-- start of MATERIAL FOR THIS TASK --
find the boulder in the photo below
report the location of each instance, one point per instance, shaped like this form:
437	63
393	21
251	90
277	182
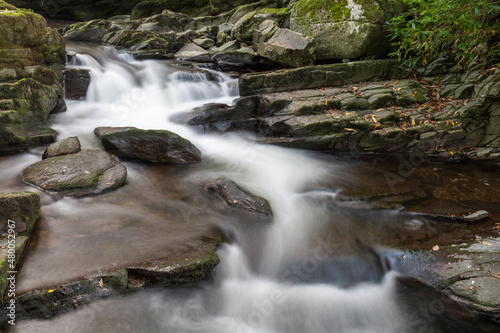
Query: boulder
84	173
77	10
283	46
243	29
21	207
238	198
205	43
31	56
345	29
66	146
76	83
193	52
320	76
240	60
157	146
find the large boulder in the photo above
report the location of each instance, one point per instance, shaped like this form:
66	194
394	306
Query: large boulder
243	29
345	29
84	173
236	197
286	47
29	89
156	146
77	10
66	146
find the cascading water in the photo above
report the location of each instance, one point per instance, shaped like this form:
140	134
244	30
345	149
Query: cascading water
294	278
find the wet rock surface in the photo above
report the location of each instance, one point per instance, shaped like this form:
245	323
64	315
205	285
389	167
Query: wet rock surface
65	146
238	198
84	173
156	146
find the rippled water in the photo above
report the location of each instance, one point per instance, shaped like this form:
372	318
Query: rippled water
320	266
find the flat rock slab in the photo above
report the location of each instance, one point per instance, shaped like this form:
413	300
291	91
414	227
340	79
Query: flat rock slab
85	173
238	198
156	146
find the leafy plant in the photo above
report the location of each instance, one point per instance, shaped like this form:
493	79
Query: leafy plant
470	29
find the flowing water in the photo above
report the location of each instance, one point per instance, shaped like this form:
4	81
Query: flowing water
320	266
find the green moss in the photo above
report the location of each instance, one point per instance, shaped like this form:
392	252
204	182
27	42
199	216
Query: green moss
316	11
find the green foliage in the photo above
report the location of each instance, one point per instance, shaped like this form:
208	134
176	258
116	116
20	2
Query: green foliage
470	29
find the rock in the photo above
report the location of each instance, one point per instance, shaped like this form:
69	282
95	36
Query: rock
66	146
320	76
283	46
205	43
243	29
76	83
81	10
29	90
192	52
157	146
92	31
238	198
345	29
243	59
84	173
21	207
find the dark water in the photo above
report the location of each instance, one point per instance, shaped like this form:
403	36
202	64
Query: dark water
326	263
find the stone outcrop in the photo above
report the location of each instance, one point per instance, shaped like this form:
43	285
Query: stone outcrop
156	146
66	146
87	172
345	29
238	198
77	10
30	78
283	46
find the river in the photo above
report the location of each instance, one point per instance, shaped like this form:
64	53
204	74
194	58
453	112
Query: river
322	265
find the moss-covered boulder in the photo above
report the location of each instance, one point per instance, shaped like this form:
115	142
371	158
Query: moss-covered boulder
345	29
283	46
243	29
84	173
156	146
77	10
189	7
29	89
21	207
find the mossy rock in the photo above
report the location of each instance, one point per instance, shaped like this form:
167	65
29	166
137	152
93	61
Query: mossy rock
345	29
84	173
20	207
155	146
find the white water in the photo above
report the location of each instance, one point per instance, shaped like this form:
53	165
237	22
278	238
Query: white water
145	94
266	291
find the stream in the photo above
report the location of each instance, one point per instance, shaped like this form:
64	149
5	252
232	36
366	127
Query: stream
321	265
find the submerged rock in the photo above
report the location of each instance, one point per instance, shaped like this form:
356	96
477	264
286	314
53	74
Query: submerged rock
84	173
236	197
66	146
76	83
193	52
157	146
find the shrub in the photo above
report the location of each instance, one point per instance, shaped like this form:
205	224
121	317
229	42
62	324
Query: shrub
470	29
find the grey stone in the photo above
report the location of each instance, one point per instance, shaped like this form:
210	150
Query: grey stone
66	146
192	52
156	146
283	46
87	172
-- end of MATERIAL FOR THIS TASK --
_EXERCISE BRIEF_
Write out all the entries word for word, but skip any images.

_RESULT OF THIS EXERCISE_
find the boulder in the photo below
report the location of each instance, one point per instance, shaped like this form:
437	63
393	21
251	90
277	182
Query: boulder
84	173
77	10
283	46
243	29
21	207
238	198
205	43
31	56
345	29
66	146
76	83
193	52
320	76
240	60
157	146
find the large boulder in the photo above
report the location of each instance, one point per instance, shaped like this form:
66	194
394	306
Query: large boulder
243	29
345	29
84	173
236	197
286	47
29	89
156	146
77	10
66	146
find the cascading water in the photo above
report the location of each instance, one point per instance, shaped like this form:
140	134
244	30
345	149
Query: cascading water
294	278
find the wet rock surface in the photo above
report the location of each instance, one point per instance, shaped like this form:
245	323
64	315
205	285
389	167
Query: wet rock surface
65	146
238	198
84	173
156	146
find the rippled water in the photo above
report the location of each instance, one point per instance, shaped like this form:
372	318
Query: rippled water
320	266
find the flat rock slab in the photo above
report the location of each instance, one point per instance, shaped like this form:
413	300
291	91
414	227
340	79
Query: flat rock slab
85	173
238	198
156	146
find the leafy plant in the photo above
report the location of each instance, one point per instance, shaped like this form:
493	79
Query: leafy plant
470	29
find the flowing water in the photo above
report the location of each instance, one point per instance, shaped like this form:
4	81
Query: flowing water
320	266
find the green moss in the photo above
report the location of each instance, one point per instance, shaped like this form:
392	252
204	182
27	42
199	216
Query: green moss
316	11
find the green foliage in the photo above
report the location of each instance, one point per instance, shaped like this form:
208	134
176	258
116	116
20	2
Query: green foliage
470	29
find the rock in the photo above
report the location of each instance, one point per instance, shaped like this form:
69	282
95	36
Query: rock
66	146
320	76
283	46
205	43
243	29
76	83
81	10
29	90
192	52
157	146
92	31
238	198
345	29
243	59
84	173
21	207
find the dark water in the photo above
report the location of each instance, one point per instance, shaped like this form:
403	36
202	64
Query: dark water
326	263
find the stone outcrop in the photo above
report the location of each instance, one point per instance, shaped like this form:
43	285
Query: stone outcrop
156	146
66	146
87	172
345	29
238	198
77	10
30	78
283	46
find the river in the photo above
report the location of each instance, one point per instance, shaped like this form:
64	53
204	74
194	58
453	112
Query: river
322	265
find the moss-covered boulder in the photo above
report the location of each instance, one point per instance, shaped like this form:
115	142
371	158
Query: moss-covered boulder
345	29
283	46
243	29
84	173
156	146
77	10
189	7
29	89
21	207
find the mossy rock in the photo above
report the location of each instance, one point per instance, shaped like this form:
167	65
29	166
137	152
93	61
Query: mossy rock
345	29
84	173
20	207
155	146
find the white water in the photo above
report the location of each instance, one point per instance, shaped like this form:
53	165
237	22
278	238
Query: white water
145	94
266	291
find the stream in the photo above
report the location of each instance, one point per instance, shaped like this form:
64	149
5	252
232	36
366	127
Query: stream
321	265
find the submerged rock in the photo above
report the location of each instance, one point per instance, shaped like this form:
356	96
477	264
286	314
53	74
Query: submerged rock
84	173
236	197
66	146
76	83
193	52
157	146
find the shrub in the photo above
report the location of each instance, one point per instance, shaped like this form:
205	224
121	317
229	42
62	324
Query: shrub
470	29
find the grey stone in the photo above
report the location of each instance, one point per instance, shaped like this form:
210	150
Query: grey stone
66	146
192	52
156	146
283	46
87	172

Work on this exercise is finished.